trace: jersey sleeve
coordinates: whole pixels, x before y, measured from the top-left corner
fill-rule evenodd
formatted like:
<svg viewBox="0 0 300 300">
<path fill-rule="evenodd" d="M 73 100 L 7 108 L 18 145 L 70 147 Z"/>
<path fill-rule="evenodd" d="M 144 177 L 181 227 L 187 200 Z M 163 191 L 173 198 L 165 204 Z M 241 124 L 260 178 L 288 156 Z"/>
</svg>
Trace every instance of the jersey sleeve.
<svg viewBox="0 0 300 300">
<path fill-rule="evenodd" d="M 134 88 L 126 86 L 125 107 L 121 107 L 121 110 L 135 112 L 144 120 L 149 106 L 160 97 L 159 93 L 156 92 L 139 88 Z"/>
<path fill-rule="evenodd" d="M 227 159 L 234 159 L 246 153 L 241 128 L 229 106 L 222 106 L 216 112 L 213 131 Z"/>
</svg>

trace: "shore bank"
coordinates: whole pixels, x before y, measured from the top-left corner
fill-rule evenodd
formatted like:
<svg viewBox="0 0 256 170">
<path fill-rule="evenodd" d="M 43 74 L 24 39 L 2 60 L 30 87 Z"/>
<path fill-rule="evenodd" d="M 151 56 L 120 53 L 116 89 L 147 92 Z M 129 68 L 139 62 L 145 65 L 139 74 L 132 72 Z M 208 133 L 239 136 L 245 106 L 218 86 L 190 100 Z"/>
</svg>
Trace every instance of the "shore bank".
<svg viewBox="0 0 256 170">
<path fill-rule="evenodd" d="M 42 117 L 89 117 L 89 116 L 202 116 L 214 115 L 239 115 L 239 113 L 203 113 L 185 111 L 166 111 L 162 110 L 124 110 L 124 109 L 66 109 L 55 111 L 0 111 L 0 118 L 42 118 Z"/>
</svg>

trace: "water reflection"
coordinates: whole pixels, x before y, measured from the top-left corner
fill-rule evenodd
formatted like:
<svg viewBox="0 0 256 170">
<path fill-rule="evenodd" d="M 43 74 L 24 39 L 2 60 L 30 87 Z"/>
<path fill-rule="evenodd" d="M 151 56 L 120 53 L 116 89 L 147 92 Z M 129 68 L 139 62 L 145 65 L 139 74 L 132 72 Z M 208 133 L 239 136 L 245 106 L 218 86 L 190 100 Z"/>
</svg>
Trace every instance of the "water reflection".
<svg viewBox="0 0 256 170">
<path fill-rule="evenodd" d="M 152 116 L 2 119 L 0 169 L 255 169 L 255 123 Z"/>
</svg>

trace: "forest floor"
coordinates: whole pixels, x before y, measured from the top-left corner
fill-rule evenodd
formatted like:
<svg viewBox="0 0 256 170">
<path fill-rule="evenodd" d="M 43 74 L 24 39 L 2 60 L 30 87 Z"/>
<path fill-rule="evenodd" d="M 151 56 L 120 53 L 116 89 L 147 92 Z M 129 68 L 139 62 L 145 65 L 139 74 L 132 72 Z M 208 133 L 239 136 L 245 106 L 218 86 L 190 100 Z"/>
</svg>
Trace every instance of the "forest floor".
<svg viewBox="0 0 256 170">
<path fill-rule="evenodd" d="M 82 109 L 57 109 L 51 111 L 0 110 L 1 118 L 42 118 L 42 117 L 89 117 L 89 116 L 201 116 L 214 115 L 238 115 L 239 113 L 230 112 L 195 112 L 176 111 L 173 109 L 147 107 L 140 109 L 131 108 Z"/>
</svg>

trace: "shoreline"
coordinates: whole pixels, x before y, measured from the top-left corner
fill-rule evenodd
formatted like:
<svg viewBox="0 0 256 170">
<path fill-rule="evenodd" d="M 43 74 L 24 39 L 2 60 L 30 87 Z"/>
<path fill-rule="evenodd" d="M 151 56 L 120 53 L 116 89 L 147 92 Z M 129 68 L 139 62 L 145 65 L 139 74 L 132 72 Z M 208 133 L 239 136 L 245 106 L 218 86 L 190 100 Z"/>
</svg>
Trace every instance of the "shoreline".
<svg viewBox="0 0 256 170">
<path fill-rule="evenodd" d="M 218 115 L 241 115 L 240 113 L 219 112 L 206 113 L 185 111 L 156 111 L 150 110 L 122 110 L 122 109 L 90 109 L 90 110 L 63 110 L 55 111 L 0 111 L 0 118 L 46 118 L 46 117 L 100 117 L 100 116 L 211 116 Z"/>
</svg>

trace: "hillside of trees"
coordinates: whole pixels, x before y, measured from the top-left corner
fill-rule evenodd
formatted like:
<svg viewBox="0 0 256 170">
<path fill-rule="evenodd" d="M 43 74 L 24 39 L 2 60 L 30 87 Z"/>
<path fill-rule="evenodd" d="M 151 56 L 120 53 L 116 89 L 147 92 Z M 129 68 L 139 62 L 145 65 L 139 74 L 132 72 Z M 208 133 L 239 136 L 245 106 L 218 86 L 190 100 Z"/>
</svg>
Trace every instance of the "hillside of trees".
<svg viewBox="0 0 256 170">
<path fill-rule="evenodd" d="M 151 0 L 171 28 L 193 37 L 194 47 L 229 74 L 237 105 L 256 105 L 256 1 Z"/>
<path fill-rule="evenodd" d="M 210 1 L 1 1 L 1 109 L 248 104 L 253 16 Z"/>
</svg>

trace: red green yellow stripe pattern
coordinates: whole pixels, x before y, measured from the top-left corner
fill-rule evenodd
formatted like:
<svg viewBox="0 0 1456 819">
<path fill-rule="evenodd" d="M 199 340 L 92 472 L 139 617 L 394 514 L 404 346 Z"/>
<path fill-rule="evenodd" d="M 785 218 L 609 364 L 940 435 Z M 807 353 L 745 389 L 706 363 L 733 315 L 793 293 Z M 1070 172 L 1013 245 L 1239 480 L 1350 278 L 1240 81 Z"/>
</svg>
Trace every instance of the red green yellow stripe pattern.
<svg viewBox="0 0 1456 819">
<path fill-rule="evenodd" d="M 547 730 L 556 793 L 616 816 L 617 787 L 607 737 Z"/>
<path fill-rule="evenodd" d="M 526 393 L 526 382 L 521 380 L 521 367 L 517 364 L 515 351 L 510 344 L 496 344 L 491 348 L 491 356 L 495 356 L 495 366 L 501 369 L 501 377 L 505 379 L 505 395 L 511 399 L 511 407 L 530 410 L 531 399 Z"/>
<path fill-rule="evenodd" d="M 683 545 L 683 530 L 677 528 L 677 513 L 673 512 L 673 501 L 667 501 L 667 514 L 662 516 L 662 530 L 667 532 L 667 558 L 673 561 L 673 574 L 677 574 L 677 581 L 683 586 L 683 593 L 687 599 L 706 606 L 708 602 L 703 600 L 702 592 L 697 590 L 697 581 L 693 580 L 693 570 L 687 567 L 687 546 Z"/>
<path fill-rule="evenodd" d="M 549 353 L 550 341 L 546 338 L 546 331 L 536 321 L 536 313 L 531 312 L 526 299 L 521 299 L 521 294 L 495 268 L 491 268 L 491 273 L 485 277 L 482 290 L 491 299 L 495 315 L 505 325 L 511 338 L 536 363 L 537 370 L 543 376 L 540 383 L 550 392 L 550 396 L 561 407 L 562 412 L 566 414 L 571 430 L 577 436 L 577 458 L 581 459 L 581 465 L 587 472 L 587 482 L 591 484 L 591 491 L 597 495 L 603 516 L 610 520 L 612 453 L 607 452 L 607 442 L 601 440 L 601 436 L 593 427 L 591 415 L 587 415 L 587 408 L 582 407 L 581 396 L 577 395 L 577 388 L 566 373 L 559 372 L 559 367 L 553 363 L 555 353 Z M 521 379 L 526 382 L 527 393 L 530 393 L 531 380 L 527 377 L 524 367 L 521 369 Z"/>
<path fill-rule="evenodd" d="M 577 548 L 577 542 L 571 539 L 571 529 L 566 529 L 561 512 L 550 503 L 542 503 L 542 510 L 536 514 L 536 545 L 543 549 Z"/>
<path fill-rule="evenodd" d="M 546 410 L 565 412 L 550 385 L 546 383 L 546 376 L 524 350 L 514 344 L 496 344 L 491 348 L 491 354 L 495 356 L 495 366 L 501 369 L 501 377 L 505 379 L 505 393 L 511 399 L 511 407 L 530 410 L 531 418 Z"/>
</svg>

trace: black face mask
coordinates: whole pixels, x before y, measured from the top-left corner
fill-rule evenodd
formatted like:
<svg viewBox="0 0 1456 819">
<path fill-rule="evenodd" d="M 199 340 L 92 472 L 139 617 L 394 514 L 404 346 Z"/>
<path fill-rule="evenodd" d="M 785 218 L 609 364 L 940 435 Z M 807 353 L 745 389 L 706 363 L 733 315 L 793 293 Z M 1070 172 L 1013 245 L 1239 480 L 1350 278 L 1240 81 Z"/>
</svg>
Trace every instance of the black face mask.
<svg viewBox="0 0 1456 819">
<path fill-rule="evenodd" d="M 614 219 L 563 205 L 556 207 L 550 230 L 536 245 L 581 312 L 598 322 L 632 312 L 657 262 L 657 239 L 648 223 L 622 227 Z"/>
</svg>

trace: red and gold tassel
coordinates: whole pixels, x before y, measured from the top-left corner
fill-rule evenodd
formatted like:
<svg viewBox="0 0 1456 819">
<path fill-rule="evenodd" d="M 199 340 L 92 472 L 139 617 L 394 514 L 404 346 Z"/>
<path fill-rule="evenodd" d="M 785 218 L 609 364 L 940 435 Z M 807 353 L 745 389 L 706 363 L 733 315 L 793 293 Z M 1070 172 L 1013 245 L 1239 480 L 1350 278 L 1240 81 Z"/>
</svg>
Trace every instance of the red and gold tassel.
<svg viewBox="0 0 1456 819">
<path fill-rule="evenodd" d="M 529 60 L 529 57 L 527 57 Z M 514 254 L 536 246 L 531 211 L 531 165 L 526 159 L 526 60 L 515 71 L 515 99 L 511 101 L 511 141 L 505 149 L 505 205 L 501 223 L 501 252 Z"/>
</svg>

WHAT YOU WILL DO. Could you print, character for character, the lines of data above, from the line containing "trace: red green yellow stripe pattern" up to and including the line containing "547 730 L 556"?

WRITTEN REPLY.
trace: red green yellow stripe pattern
coordinates: whole pixels, x before y, measured from the top-left corner
fill-rule evenodd
formatted like:
<svg viewBox="0 0 1456 819">
<path fill-rule="evenodd" d="M 199 340 L 92 472 L 139 617 L 394 514 L 404 346 Z"/>
<path fill-rule="evenodd" d="M 785 218 L 609 364 L 940 435 Z M 807 353 L 745 389 L 706 363 L 733 315 L 793 293 Z M 1070 172 L 1013 245 L 1239 480 L 1350 278 L 1240 81 Z"/>
</svg>
Trace every instance of the red green yellow stripe pattern.
<svg viewBox="0 0 1456 819">
<path fill-rule="evenodd" d="M 547 730 L 556 793 L 616 816 L 617 787 L 607 737 Z"/>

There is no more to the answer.